Written request:
Copy the lines from the one with "return mask of recessed light" through the one with "(118, 0), (99, 0)]", replacing "recessed light" with "ceiling light" and leaving everything else as it is.

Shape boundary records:
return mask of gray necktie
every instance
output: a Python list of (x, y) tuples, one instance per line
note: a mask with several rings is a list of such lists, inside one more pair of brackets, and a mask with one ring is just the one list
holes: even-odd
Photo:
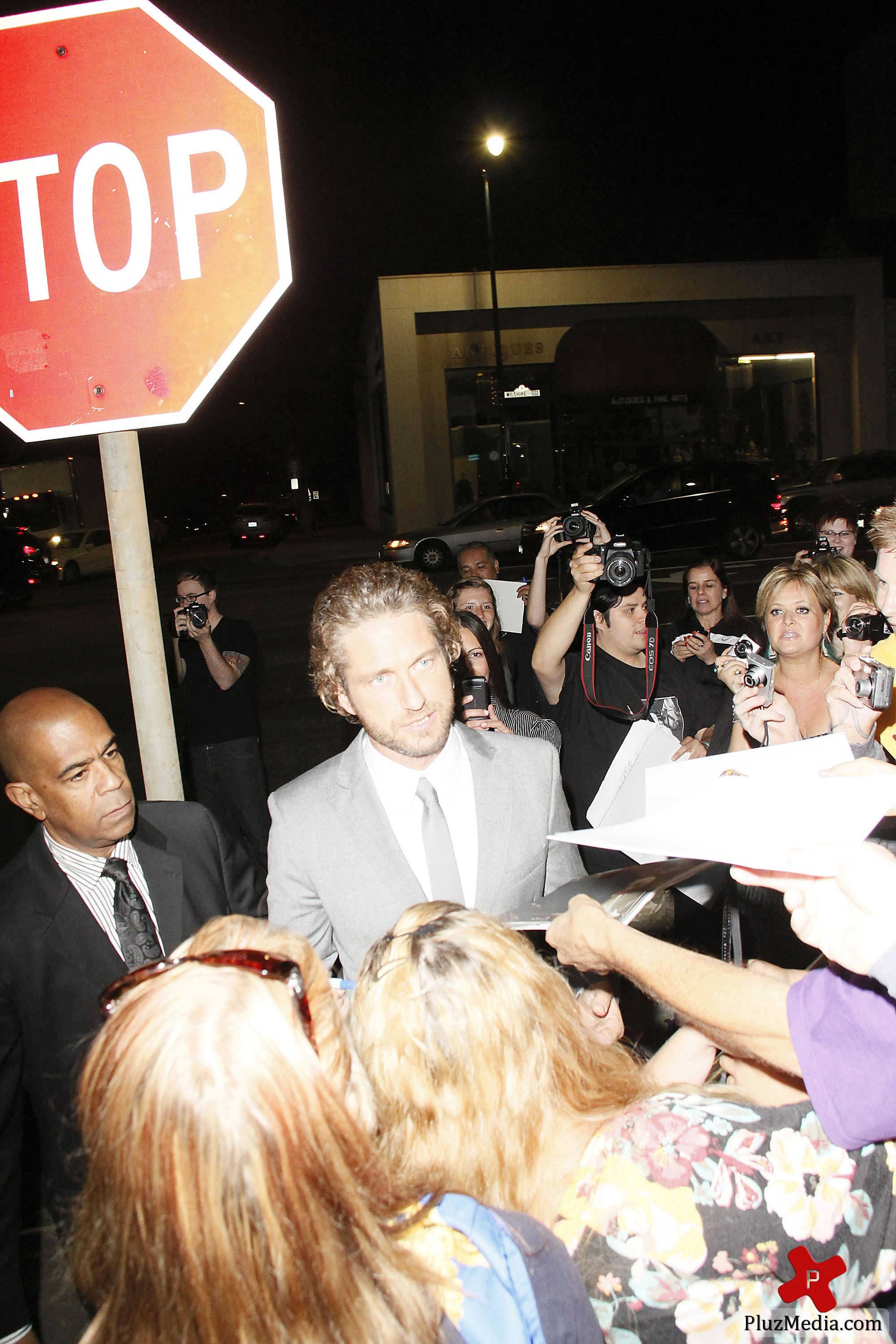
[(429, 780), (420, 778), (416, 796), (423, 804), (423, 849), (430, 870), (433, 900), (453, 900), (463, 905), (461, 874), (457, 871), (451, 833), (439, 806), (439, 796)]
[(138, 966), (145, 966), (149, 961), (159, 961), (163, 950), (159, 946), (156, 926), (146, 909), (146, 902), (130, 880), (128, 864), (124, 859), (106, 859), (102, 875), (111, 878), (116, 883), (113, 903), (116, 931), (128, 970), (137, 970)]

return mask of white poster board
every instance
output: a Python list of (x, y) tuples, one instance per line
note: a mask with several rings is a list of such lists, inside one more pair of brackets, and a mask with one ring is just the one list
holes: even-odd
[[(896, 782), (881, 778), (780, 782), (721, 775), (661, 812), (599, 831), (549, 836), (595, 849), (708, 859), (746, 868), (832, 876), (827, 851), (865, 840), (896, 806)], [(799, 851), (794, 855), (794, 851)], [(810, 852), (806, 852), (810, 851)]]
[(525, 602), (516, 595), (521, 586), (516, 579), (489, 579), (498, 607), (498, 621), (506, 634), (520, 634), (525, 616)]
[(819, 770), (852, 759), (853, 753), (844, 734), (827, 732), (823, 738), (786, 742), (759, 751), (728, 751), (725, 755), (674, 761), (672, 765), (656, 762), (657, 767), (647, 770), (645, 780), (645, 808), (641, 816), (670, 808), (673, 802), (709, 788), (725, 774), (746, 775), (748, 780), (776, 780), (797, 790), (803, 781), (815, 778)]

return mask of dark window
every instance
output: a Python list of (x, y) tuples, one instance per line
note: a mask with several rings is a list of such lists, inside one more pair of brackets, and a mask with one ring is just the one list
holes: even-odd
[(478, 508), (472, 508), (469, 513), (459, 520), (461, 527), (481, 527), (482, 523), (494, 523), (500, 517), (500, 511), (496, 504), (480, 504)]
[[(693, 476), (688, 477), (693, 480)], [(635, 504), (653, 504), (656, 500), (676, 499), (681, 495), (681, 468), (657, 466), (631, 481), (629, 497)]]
...
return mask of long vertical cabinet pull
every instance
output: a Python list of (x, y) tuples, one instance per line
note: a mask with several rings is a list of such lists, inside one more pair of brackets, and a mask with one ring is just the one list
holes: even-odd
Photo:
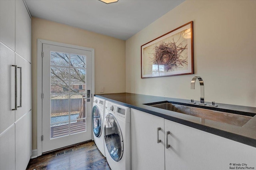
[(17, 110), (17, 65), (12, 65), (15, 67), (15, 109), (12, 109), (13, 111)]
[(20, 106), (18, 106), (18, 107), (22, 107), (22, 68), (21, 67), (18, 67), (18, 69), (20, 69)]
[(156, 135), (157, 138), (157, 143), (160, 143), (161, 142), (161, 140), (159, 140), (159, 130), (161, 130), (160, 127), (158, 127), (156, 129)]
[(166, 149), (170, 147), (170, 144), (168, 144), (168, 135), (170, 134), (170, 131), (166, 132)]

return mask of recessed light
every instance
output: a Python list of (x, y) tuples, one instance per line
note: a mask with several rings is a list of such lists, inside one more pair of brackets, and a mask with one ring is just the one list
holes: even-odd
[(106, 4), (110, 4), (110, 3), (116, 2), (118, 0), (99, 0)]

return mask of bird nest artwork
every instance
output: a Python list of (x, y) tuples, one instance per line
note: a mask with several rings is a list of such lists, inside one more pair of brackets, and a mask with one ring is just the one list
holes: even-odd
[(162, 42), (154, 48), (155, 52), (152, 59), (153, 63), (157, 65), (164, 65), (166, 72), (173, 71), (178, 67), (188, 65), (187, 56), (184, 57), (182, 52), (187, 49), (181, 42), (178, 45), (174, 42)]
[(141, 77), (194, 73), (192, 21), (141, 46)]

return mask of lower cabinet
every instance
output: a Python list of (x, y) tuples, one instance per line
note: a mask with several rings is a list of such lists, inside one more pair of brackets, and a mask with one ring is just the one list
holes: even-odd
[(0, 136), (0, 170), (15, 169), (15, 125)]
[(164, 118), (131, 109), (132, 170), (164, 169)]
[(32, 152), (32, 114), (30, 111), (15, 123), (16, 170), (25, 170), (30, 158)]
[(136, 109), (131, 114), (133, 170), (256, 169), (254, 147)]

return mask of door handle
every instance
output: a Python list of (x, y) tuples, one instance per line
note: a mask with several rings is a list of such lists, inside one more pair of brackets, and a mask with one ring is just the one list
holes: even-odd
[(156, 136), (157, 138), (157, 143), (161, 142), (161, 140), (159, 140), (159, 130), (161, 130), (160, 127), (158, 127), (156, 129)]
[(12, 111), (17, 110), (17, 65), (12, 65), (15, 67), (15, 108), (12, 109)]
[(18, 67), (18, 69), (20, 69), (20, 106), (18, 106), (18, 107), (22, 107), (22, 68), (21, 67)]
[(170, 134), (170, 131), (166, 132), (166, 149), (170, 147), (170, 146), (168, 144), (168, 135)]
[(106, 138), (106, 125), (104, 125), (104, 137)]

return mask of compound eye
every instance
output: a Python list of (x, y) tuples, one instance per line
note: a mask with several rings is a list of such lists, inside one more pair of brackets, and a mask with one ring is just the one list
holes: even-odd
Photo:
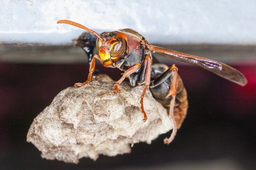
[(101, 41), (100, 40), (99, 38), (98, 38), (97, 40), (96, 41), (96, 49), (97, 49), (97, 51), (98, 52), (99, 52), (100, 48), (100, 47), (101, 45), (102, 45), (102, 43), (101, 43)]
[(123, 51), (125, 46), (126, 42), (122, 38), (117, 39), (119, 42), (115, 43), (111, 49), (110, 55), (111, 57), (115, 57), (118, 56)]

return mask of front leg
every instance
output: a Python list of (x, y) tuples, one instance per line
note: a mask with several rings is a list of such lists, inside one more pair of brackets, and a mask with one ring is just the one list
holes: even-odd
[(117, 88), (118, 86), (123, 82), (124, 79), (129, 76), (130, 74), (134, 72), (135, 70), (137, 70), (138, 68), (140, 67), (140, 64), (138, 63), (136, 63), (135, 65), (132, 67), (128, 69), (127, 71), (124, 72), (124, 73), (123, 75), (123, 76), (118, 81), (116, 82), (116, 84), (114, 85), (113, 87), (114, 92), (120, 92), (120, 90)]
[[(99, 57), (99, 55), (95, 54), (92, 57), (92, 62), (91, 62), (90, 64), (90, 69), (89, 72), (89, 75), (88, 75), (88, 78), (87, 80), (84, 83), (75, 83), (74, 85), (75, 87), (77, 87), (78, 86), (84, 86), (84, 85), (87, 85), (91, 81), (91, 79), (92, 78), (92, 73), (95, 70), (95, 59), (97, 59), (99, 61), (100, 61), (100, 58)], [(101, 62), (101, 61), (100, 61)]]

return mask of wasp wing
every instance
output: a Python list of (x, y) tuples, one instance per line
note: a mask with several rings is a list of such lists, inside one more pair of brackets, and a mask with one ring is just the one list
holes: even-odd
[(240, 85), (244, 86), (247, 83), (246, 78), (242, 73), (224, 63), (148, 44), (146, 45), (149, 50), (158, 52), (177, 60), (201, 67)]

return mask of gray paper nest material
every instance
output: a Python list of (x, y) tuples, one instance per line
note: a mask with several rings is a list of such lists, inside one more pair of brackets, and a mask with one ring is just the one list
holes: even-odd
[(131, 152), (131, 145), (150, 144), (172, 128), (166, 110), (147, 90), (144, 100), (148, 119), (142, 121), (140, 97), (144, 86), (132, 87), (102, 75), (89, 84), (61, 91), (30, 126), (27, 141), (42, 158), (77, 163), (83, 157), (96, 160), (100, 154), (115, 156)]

Solution for this problem:
return mask of ceiling light
every instance
output: a Python list of (x, y) tuples, one instance per line
note: a mask with several rings is a list of such lists, inside one more pair of brackets, and a mask with one ring is just the one list
holes: even-odd
[(106, 4), (110, 4), (110, 3), (116, 2), (118, 0), (99, 0)]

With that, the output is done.